Could you filter the records below and return each line that holds "gold"?

Top of RECORDS TO PROCESS

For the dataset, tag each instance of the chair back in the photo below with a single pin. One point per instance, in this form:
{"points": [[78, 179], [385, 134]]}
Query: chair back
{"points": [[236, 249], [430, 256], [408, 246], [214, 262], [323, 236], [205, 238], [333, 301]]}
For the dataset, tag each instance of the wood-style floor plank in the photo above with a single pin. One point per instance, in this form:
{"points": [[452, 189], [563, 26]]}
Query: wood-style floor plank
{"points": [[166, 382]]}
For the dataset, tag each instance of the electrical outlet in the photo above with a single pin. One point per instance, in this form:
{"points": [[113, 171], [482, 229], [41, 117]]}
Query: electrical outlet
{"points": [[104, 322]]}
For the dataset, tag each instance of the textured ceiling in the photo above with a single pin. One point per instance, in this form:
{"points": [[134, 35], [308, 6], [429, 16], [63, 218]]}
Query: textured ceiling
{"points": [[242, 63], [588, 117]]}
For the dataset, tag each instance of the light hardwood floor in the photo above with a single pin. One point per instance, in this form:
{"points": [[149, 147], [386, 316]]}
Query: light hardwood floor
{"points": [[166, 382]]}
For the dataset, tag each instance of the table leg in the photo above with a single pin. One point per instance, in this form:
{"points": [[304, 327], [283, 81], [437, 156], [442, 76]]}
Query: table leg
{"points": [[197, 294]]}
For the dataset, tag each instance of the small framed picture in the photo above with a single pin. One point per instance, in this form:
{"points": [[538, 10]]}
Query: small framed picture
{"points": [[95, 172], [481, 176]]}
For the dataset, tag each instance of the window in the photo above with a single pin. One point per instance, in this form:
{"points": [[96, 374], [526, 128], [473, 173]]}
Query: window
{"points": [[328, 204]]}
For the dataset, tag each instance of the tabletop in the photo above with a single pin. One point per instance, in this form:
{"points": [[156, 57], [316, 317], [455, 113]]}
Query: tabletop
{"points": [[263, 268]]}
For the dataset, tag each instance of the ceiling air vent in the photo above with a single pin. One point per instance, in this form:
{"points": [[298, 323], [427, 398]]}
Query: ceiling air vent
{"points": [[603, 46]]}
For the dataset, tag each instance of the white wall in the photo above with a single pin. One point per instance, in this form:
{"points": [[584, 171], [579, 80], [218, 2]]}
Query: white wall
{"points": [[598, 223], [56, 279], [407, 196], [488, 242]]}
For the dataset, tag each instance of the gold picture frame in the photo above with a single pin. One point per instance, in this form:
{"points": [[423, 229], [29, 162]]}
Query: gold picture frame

Bottom of RECORDS TO PROCESS

RESULT OF THE EXERCISE ::
For the dataset, tag each instance of the gold picture frame in the photo above with a single pin. One point per instance, in this form:
Query: gold picture frame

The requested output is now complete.